National democratic state


A national democratic state is a state as political entity that, according to Marxist–Leninist national democratic theory, is the product of a national democratic revolution. In certain cases, it was believed, a national democratic state could endeavour to establish the socialist mode of production, transforming the state into a communist state known as a socialist state in the process.

Basic definition

The 1960 International Meeting of Communist and Workers Parties, held in Moscow, defined the national democratic state as follows: " political form of the activity of the revolutionary democracy is the national democratic state". What constituted a revolutionary democracy and a national democratic state was, according to scholar Irina Flatova, "so vague that they could be stretched in any direction. Clearly, there were no tangible criteria for a government to be recognised as a revolutionary democracy, and for a country to be considered a national democratic state. But the slogans were attractive, and this was what mattered." Despite this vagueness, Soviet analysts agreed that the national democratic state was "a transitional state towards a state of the socialist type".
The national democratic state was later divided into two types: one for non-communist national democratic states and another for communist national democratic states, which later became known as states of socialist orientation. However, in some circles, the terminology differed. For example, some spoke of a "national democratic state of socialist orientation" to indicate a state without a national democratic front and a revolutionary democratic vanguard party, and others spoke of a people's democratic state of socialist orientation, a state run by a revolutionary democratic vanguard party that was close to the communist bloc. A people's democratic state of socialist orientation was also expected to institute a communist form of government based on democratic centralism and unified power, and establish a supreme state organ of power.

The state's characteristics

Soviet theorists never reached a consensus as to the national democratic state's material base, meaning the economic foundation of the state. The Soviet academic journal Africa: Problems of Socialist Orientation argued that the proletariat, peasantry, and national bourgeoisie formed a coalition that served as the ruling class, that is, acted as the material base of the national democratic state. concurred with this definition. He believed the national democratic state to be the political power of a social coalition composed of the working people. This coalition comprised the ever-growing proletariat, the petty bourgeoisie in urban and rural areas, and certain national bourgeois individuals who adopted a progressive and anti-imperialist stance.
# # # # #
» Exercise A
Copy the passage on the national democratic state word for word from "The national democratic state was later" to "organ of power.".

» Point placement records
# # # # #
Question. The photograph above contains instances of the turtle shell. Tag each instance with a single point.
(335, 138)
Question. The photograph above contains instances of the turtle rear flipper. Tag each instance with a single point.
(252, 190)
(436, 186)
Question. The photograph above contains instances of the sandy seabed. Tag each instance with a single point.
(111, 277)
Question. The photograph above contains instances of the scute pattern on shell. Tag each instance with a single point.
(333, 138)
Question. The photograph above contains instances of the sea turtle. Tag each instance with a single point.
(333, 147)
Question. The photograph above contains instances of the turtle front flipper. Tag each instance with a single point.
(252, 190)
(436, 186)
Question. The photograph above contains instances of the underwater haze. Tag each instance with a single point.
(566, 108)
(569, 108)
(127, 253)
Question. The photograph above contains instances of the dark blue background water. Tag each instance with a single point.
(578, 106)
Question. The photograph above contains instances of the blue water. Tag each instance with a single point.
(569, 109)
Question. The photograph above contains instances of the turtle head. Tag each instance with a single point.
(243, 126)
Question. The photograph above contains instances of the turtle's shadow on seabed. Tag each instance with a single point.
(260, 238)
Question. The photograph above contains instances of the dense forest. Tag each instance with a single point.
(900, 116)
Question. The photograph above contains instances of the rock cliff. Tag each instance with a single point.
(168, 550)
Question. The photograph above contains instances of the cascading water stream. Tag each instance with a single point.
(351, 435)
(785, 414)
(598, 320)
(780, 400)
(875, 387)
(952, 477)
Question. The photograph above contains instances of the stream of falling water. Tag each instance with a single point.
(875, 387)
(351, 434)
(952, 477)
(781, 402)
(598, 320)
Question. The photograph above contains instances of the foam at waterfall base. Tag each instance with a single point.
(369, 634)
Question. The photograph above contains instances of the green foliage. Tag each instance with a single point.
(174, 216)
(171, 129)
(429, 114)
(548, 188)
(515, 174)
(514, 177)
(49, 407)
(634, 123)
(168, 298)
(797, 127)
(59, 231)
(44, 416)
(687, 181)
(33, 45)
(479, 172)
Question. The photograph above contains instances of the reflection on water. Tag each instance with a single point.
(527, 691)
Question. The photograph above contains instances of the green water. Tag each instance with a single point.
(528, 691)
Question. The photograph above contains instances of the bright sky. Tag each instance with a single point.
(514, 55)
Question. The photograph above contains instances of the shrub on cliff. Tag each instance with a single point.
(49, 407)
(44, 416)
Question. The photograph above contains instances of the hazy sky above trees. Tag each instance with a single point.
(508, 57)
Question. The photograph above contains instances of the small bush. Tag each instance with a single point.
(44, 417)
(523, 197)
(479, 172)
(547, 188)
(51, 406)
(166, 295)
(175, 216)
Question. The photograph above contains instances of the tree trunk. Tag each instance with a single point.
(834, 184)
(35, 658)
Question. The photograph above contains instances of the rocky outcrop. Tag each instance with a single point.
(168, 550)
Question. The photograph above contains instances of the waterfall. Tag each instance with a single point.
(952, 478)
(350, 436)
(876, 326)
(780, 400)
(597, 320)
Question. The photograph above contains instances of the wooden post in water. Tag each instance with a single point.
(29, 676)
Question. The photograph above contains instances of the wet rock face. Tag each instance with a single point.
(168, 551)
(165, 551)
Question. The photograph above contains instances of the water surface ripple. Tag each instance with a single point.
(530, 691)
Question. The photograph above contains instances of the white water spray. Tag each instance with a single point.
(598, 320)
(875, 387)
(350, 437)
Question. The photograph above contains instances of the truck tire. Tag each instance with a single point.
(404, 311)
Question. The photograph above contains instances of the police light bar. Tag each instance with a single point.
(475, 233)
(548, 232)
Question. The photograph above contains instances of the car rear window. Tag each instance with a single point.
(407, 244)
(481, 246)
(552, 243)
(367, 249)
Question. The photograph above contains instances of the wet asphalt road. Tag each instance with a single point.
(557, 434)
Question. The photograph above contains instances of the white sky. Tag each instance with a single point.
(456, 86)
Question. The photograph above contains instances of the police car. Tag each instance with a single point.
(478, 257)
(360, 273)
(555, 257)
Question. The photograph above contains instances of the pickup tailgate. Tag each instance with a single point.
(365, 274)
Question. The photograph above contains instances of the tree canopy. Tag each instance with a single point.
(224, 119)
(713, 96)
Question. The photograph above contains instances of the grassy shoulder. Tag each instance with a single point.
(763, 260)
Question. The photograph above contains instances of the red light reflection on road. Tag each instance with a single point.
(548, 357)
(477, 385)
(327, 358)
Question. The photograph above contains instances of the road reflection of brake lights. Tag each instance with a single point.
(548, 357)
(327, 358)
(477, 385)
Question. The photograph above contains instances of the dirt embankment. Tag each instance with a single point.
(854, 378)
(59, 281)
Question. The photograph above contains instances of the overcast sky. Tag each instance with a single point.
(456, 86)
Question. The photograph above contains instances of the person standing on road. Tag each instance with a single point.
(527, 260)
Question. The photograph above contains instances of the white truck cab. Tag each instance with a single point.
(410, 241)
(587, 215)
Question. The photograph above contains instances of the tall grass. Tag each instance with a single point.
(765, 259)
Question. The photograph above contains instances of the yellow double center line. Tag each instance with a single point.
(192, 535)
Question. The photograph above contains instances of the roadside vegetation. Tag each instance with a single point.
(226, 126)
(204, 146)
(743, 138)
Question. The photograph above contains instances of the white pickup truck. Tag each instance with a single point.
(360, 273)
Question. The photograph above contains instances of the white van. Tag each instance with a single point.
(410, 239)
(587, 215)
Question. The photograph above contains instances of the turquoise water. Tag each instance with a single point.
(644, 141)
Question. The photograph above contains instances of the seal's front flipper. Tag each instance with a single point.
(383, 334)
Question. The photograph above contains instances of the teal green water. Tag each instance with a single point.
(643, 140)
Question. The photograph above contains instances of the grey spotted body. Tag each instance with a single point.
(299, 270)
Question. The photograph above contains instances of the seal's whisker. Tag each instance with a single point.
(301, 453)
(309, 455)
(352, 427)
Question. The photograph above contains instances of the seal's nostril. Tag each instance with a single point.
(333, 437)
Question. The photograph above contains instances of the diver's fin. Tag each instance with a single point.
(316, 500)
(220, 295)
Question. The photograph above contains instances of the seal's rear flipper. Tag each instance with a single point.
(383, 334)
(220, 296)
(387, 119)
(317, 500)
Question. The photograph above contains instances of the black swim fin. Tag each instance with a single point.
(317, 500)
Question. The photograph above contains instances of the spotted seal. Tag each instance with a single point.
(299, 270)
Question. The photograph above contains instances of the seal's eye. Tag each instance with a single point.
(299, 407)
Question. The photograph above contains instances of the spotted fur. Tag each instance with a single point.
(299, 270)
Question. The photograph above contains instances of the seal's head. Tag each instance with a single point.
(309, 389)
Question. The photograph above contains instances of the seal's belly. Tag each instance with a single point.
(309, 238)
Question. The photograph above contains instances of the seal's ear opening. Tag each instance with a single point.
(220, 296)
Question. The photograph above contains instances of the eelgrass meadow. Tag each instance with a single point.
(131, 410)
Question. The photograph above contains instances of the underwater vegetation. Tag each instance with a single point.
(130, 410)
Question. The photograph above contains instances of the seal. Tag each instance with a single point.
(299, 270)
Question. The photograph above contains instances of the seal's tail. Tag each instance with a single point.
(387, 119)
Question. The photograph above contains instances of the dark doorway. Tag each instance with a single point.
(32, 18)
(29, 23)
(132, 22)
# # # # #
» Exercise B
Pull out every line of the listing that contains the word "stream".

» Problem solution A
The national democratic state was later divided into two types: one for non-communist national democratic states and another for communist national democratic states, which later became known as states of socialist orientation. However, in some circles, the terminology differed. For example, some spoke of a "national democratic state of socialist orientation" to indicate a state without a national democratic front and a revolutionary democratic vanguard party, and others spoke of a people's democratic state of socialist orientation, a state run by a revolutionary democratic vanguard party that was close to the communist bloc. A people's democratic state of socialist orientation was also expected to institute a communist form of government based on democratic centralism and unified power, and establish a supreme state organ of power.

» Problem solution B
Question. The photograph above contains instances of the cascading water stream. Tag each instance with a single point.
Question. The photograph above contains instances of the stream of falling water. Tag each instance with a single point.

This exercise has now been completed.